*SHORT EXERCISE 1*. In the invite-code thread, rewrite the passage that begins at the words "If I were to" and stops after "prevent SQL injection.", substituting "SQL attacks" for "SQL injection".
*SHORT EXERCISE 2*. In the invite-code thread, which value in the taken column marks a code as used?

*SOURCE DOCUMENT*.
My Database
DBName: users, Table Name: referrals Columns:
taken, email, inviteCode
I dont know what is the correct code to check if the value of data in taken is "1" for used and "0" for not used if i enter the invite code which is already have a value of "1" in taken column it will trigger the "Already Used Code" Message.
register.php
if(isset($_POST['Register'])){
$inviteCode = ($_POST['inviteCode']);
if (empty($_POST['inviteCode'])) {
header("Location: index.php/0");
exit();
}
$rs_check = mysqli_query("SELECT * from referrals
WHERE inviteCode='$invite_code'
AND `taken` = '0'");
$num = mysqli_num_rows($rs_check);
// Match row found with more than 0 results - the code is invalid.
if ( $num <= 0) {
$err7 = "Invite code is invalid";
} else {
$inviteCode = $_POST['inviteCode'];
}
if(empty($err7)) {
$rs_check_update = mysqli_query($conn, "UPDATE referrals SET taken='1' WHERE inviteCode='$inviteCode'");
header("Location: index.php/1");
exit;
}
}
index.php
<?php
include ('register.php');
?>
<form action="register.php" method="POST">
<div class="form-email">
<p>
<?php if(isset($_GET["result"]) && $_GET["result"]=="1") { ?>
<p>Code Success</p>
<?php } ?>
</p>
<p>
<?php if(isset($_GET["result"]) && $_GET["result"]=="2") { ?>
<p>Code Already Used</p>
<?php } ?>
</p>
<p>
<?php if(isset($_GET["result"]) && $_GET["result"]=="0") { ?>
<p>Please Input A Code</p>
<?php } ?>
</p>
<input type="text" placeholder="Invite Code" name="inviteCode" />
</div>
<div class="submit3">
<input type="submit" value="Invite" name="Register" />
</div>
</form>
and also i have a problem if the code is already changed the value of taken to "1" if i submit it twice i still got the message "Code Success"
If I were to correct register.php, I would do something like this:
if(isset($_POST['Register'])){
if(!isset($_POST['inviteCode']) || $_POST['inviteCode'] == ''){
// If inviteCode is not set or empty
header('Location: index.php/0');
} else {
// Use mysqli_real_escape_string to prevent SQL injection.

[Labeled contour entries]
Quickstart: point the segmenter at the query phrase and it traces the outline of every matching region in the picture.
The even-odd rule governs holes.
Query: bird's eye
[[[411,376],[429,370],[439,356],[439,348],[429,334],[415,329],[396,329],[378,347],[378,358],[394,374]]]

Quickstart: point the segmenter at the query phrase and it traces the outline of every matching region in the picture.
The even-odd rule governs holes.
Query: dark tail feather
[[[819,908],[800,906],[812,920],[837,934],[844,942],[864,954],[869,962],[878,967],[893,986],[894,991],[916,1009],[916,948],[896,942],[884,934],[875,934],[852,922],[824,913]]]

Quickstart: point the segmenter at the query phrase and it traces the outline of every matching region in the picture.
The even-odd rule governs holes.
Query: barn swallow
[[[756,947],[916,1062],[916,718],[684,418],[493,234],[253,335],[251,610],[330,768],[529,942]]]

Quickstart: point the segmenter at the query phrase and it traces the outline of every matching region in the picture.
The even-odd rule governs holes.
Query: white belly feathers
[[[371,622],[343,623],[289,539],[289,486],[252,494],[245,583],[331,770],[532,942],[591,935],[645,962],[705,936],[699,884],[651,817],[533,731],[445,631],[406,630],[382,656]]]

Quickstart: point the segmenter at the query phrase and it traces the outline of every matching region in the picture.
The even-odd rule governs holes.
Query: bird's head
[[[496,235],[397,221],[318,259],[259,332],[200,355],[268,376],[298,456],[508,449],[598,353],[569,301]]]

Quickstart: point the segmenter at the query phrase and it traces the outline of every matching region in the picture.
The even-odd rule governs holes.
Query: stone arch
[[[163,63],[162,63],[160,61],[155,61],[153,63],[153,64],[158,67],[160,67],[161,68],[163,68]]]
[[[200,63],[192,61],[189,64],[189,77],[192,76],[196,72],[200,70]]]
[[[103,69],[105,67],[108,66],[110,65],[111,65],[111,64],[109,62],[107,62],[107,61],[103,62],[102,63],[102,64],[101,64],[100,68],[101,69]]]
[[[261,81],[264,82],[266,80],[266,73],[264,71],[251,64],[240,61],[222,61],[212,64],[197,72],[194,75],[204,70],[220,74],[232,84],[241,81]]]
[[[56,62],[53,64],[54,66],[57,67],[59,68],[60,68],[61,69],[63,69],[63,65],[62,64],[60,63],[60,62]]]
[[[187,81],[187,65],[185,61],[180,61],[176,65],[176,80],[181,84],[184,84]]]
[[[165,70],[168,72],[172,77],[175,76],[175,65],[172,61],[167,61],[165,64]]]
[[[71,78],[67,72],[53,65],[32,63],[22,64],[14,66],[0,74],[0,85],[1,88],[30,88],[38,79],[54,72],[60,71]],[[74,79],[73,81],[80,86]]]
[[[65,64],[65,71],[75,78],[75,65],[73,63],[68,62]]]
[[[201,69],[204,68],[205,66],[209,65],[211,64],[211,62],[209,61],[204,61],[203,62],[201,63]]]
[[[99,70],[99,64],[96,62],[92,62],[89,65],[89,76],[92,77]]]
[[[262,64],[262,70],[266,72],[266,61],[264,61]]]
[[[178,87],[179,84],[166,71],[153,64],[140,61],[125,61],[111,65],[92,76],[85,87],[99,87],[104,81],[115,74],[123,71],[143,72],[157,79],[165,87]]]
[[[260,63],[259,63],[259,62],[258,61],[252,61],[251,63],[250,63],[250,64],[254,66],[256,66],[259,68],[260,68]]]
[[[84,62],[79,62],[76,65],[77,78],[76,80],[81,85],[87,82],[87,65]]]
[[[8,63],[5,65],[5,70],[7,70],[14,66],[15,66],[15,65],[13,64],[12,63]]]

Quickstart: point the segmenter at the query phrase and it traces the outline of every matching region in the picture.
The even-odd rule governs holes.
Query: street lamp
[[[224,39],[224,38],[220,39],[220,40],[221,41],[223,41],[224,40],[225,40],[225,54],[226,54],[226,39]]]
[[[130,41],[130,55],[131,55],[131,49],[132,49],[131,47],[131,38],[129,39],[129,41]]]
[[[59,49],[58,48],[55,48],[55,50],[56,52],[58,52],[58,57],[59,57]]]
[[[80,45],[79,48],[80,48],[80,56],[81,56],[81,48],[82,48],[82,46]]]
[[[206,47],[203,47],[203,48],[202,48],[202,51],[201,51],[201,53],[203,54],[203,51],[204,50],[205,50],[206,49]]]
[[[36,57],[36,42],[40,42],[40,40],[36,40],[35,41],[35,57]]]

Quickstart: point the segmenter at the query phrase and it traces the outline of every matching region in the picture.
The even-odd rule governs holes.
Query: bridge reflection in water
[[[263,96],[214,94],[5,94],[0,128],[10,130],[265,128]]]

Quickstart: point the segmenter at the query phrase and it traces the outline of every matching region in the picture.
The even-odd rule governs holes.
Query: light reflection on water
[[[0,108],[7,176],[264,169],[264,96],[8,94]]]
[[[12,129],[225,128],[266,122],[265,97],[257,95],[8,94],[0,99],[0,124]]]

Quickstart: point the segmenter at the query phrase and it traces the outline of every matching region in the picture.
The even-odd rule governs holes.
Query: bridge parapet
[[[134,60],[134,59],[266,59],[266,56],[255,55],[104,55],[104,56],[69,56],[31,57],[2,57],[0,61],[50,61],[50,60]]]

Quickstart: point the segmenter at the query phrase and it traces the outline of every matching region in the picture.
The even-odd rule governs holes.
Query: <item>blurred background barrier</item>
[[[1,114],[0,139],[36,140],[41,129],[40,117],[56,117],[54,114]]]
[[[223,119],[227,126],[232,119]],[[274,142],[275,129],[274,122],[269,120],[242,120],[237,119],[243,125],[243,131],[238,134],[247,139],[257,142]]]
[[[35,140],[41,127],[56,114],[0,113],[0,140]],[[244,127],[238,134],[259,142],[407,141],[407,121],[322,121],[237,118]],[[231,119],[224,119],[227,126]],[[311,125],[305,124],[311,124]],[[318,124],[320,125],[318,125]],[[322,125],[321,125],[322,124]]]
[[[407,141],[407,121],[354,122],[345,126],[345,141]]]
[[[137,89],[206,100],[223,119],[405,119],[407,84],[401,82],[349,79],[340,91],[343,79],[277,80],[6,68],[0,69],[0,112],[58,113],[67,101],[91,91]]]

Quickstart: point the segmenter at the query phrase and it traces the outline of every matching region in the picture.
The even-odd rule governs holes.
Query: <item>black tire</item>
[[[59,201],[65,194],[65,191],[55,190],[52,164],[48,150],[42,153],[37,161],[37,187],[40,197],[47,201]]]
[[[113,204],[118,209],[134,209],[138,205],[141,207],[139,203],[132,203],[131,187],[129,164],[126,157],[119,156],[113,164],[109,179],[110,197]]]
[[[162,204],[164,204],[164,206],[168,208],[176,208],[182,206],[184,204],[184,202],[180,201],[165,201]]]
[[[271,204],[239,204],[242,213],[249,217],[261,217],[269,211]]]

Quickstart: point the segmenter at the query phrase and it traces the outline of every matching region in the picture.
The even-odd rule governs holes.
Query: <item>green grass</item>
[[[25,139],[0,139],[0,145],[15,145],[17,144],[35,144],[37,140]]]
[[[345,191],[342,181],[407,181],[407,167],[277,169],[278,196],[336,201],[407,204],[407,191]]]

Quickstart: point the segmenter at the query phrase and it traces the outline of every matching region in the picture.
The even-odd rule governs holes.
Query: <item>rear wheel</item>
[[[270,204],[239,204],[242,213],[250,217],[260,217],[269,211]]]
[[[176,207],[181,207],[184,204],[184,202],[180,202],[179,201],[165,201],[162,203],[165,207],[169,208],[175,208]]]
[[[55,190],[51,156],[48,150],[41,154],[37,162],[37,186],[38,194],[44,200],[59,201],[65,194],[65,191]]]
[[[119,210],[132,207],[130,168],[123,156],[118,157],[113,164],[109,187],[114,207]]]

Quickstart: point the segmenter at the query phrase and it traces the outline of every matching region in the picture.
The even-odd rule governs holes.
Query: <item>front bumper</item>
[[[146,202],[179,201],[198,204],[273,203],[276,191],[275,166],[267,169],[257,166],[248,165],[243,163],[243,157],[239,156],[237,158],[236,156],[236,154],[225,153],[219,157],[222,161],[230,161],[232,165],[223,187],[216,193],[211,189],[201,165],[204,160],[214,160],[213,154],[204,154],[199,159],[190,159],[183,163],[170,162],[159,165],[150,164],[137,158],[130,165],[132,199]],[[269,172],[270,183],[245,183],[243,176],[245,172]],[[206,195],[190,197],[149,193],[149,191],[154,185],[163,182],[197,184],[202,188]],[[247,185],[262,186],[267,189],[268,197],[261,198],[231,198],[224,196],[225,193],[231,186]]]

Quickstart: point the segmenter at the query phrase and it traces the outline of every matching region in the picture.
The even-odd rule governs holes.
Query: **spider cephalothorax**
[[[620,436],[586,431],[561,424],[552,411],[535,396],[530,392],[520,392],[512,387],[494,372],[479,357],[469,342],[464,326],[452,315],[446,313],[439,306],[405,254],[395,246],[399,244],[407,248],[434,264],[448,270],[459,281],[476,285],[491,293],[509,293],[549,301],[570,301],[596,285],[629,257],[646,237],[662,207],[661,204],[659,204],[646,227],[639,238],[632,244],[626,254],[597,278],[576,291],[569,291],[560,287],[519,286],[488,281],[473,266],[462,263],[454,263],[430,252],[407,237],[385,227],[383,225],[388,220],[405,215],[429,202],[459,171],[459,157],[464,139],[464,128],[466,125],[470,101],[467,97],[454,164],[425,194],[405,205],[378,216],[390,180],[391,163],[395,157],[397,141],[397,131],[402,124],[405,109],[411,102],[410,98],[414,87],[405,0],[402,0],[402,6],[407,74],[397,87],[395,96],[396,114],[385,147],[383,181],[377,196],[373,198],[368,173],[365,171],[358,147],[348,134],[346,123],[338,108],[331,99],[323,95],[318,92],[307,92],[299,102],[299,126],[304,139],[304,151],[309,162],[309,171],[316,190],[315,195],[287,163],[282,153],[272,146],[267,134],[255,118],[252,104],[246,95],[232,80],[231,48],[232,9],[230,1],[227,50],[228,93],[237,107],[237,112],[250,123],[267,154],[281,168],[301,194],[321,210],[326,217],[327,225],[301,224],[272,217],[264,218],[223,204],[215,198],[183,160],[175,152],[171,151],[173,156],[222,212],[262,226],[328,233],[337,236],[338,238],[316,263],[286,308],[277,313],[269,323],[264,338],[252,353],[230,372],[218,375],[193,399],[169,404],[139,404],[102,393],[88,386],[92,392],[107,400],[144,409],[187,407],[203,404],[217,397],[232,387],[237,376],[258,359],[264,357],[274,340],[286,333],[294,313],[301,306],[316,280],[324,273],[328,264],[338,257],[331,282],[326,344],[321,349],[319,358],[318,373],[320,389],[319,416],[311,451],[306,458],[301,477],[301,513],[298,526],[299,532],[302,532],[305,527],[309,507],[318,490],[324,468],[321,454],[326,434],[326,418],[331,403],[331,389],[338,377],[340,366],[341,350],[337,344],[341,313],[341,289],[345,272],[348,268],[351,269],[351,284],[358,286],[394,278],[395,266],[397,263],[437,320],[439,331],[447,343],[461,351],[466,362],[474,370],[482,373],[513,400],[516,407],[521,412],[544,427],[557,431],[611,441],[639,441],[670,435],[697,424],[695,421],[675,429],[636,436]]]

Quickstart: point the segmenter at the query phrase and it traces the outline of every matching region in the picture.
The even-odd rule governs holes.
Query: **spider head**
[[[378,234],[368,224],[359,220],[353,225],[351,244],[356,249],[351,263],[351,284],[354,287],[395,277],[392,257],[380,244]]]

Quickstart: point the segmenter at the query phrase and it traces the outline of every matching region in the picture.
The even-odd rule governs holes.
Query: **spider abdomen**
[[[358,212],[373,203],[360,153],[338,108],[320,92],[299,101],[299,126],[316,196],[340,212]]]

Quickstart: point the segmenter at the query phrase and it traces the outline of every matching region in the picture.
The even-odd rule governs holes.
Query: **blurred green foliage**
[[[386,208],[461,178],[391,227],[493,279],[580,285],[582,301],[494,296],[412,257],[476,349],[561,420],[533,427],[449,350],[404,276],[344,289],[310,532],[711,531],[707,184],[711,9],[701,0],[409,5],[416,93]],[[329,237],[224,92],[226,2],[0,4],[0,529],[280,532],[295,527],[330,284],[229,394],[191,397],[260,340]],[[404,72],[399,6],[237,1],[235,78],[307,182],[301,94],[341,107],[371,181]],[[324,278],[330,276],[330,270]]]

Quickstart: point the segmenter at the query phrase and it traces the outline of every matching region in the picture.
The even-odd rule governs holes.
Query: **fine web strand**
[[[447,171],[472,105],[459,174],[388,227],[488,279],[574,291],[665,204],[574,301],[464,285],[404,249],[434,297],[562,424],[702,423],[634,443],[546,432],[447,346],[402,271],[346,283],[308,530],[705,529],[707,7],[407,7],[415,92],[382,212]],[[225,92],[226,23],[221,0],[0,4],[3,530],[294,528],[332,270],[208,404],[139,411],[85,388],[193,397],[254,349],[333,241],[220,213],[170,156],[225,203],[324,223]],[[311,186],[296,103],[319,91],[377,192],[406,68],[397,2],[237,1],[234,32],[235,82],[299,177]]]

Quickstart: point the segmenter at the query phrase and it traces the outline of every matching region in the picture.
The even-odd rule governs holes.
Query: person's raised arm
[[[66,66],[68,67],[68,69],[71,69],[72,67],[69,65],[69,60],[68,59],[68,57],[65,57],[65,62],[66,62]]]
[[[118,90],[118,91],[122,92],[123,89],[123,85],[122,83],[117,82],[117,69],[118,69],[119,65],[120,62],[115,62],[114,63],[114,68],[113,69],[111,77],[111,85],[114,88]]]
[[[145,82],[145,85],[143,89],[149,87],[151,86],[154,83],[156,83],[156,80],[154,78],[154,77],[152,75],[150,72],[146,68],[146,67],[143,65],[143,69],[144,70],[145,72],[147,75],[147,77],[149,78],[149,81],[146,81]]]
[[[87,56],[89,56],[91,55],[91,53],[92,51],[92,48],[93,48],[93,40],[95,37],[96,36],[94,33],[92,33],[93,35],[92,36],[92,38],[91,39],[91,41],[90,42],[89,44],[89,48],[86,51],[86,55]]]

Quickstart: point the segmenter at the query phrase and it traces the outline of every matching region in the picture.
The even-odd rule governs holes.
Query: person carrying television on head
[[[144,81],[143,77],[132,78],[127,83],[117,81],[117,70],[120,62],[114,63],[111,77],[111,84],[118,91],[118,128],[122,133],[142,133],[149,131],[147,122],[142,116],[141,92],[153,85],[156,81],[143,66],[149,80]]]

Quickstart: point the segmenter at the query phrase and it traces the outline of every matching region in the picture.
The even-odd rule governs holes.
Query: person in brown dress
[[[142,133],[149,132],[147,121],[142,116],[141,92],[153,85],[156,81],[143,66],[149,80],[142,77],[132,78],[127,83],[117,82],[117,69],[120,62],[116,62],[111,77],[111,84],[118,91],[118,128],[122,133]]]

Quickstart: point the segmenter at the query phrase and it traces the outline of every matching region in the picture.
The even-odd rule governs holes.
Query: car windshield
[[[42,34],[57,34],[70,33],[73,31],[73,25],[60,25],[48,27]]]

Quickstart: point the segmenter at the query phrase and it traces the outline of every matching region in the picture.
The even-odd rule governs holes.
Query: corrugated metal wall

*FINAL RESULT 1*.
If I were to correct register.php, I would do something like this:
if(isset($_POST['Register'])){
if(!isset($_POST['inviteCode']) || $_POST['inviteCode'] == ''){
// If inviteCode is not set or empty
header('Location: index.php/0');
} else {
// Use mysqli_real_escape_string to prevent SQL attacks.

*FINAL RESULT 2*. A value of "1" marks a code as used.